■ **Instructions for the task**
Answer these questions from the blog post on telling people to go away.
(a) What does the writer say people always advise when things go wrong?
(b) For whom does the writer typically reserve "Go pound sand"?
(c) In what kind of work setting does the writer call that phrase fairly appropriate?

■ **Document passage**

How I Tell People to F*ck Off
I’m feeling kinda ignorant and childish today. Sh*t, I wasn’t even supposed to be posting anything this week but I had to rise to the occasion like a certified mega-driller. As many of you probably know, I’ve had a tumultuous last couple weeks. I’ve been a creative writing machine, but people are avidly against me posting what I have in the queue because well…I’d complicate my life. When messed up things happen and I wanna spazz out, people always tell me to take the high road. Okay…f*ck the high road! Sometimes you just need to tell people how you feel. So for today, I’m going to list my top 5 ways to tell people to “go away.”
6. Go pound sand you ass dweller
This one is typically reserved for men and women who I think are just complete pieces of fecal matter. It’s also fairly appropriate for the work place if it’s a sales environment. I’ve heard people talk about pounding sand before and I still don’t get what that really means, but it’s something I can say with a smile on my face.

■ **Material provided**
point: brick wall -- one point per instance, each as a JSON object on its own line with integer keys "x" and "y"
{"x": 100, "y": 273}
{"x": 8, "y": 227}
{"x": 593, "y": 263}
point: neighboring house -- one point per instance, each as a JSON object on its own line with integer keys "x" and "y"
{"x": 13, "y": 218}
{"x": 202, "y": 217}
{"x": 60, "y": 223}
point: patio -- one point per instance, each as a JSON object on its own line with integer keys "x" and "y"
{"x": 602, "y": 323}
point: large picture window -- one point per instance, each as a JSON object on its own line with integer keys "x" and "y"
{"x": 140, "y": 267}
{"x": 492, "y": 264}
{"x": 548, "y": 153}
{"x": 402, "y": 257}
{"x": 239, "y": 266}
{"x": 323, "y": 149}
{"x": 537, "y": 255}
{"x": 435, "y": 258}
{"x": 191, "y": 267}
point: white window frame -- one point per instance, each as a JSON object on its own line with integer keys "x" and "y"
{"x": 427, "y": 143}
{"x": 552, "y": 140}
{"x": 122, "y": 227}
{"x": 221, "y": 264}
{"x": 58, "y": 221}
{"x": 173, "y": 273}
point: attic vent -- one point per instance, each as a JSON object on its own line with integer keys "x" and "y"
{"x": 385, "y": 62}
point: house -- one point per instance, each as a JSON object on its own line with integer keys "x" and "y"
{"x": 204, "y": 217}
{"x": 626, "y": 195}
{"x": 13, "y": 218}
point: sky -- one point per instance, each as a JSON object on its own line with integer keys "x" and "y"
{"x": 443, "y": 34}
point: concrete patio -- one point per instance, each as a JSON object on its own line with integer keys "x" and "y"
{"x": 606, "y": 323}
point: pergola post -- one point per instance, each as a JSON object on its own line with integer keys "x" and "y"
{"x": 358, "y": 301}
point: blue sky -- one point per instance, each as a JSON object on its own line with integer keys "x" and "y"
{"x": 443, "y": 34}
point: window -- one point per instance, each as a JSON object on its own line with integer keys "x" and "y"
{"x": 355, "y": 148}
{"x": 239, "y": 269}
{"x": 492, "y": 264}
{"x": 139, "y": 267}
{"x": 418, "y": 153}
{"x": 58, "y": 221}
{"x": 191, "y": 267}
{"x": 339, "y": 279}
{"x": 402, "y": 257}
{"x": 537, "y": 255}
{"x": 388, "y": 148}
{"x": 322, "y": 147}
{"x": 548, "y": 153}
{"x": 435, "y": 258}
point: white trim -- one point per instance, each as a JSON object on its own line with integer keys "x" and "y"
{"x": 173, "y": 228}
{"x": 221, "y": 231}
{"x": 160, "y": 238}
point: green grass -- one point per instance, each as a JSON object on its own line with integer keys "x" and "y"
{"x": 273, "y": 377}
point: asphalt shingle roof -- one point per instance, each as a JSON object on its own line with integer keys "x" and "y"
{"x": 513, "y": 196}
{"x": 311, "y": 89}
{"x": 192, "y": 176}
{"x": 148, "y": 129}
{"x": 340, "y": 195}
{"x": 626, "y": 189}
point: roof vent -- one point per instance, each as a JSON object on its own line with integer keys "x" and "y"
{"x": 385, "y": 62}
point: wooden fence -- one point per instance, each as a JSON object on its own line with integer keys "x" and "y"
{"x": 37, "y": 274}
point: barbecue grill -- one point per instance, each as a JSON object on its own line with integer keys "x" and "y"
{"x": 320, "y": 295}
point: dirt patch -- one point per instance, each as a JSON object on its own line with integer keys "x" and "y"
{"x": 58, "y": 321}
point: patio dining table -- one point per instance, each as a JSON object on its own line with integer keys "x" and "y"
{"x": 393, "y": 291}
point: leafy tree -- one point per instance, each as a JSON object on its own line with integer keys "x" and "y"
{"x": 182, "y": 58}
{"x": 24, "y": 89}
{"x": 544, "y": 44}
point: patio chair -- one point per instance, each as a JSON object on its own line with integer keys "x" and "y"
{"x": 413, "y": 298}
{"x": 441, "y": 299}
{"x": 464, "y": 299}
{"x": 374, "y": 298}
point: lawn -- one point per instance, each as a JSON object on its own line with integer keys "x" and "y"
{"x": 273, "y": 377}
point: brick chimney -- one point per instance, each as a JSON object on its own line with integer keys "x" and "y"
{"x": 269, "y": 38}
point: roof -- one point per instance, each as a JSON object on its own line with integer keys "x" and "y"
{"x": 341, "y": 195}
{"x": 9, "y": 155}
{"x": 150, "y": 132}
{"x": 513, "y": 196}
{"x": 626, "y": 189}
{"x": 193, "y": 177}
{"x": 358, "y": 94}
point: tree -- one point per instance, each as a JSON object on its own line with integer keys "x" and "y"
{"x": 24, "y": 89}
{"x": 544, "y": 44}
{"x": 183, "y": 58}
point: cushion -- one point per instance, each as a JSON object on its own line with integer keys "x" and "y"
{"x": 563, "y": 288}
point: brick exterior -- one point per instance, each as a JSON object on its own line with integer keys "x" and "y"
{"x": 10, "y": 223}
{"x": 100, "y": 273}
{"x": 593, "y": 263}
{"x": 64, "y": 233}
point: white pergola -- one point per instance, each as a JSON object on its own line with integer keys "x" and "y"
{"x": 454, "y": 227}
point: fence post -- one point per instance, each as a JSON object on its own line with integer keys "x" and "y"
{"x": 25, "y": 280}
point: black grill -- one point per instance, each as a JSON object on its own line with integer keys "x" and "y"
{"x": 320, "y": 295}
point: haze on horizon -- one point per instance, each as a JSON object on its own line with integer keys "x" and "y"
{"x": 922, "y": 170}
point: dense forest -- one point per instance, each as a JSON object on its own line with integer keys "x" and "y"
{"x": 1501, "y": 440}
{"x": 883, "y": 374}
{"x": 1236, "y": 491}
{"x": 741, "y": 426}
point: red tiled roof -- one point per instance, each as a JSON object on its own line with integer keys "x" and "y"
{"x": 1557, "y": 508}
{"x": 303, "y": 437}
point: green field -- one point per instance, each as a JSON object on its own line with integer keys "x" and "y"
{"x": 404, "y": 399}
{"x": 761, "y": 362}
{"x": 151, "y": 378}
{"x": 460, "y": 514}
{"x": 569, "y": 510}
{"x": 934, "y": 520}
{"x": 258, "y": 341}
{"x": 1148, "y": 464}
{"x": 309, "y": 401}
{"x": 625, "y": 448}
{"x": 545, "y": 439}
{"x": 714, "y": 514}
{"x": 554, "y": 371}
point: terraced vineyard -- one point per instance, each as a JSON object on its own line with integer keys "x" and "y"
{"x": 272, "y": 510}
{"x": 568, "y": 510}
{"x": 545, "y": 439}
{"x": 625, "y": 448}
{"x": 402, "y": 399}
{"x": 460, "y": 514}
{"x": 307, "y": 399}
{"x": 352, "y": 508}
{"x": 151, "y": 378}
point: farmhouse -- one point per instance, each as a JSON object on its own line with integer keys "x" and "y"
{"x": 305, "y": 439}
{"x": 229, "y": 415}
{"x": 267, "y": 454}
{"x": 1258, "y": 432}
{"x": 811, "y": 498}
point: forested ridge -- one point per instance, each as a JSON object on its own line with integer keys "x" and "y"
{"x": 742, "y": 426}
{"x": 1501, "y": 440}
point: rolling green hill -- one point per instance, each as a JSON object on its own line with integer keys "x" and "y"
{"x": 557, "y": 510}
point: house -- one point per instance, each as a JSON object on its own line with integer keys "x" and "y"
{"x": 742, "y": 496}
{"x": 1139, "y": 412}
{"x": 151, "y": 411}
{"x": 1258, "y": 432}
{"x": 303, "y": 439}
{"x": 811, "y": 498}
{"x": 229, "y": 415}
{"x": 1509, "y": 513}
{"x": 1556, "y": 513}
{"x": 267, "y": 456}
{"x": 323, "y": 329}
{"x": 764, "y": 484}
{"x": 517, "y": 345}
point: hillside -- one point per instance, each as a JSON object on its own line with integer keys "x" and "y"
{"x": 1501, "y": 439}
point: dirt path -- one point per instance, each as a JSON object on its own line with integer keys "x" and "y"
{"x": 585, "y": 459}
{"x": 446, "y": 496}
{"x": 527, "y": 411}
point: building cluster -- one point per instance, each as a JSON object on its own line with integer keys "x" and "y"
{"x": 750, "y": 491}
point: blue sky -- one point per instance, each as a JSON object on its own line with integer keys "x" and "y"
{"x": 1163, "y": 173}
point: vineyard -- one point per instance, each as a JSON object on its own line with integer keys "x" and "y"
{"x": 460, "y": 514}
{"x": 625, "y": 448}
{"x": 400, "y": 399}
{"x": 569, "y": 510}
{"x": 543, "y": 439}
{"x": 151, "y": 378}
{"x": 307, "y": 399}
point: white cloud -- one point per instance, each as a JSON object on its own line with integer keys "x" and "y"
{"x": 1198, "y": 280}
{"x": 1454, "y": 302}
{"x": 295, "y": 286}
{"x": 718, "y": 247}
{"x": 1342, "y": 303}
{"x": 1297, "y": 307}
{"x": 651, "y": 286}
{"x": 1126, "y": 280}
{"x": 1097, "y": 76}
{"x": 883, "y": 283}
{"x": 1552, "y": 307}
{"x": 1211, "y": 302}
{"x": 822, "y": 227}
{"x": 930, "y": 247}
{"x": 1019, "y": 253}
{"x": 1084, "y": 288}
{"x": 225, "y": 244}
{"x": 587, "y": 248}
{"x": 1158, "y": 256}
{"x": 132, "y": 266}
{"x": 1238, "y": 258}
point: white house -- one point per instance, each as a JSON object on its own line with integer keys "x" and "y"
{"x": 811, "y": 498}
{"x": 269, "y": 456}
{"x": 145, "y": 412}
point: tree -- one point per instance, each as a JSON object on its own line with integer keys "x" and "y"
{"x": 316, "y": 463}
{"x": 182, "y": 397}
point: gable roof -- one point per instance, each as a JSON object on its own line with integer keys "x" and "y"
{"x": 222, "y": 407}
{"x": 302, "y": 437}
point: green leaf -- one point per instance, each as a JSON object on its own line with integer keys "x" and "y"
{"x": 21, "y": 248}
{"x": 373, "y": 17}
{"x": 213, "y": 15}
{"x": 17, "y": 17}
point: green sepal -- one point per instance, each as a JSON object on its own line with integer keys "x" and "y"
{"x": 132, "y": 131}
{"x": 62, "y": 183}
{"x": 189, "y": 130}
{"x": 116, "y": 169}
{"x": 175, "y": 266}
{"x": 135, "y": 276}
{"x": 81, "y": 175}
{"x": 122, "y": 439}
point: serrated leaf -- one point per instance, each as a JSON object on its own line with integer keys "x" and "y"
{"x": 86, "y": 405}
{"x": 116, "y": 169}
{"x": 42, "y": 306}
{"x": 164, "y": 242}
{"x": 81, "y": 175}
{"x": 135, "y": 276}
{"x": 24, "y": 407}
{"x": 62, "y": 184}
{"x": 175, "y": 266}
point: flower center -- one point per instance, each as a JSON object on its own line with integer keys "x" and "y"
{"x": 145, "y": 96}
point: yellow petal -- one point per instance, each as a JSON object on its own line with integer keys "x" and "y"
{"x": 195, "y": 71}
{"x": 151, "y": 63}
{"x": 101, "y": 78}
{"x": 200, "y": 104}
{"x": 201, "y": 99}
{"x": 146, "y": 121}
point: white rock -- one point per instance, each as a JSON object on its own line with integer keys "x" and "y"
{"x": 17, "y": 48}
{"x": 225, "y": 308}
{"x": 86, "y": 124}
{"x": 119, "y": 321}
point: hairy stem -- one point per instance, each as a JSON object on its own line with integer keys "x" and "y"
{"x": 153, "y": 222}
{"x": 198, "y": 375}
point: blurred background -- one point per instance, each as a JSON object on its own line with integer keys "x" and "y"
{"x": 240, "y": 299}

■ **Result of the task**
(a) Take the high road.
(b) Men and women the writer thinks are complete pieces of fecal matter.
(c) A sales environment.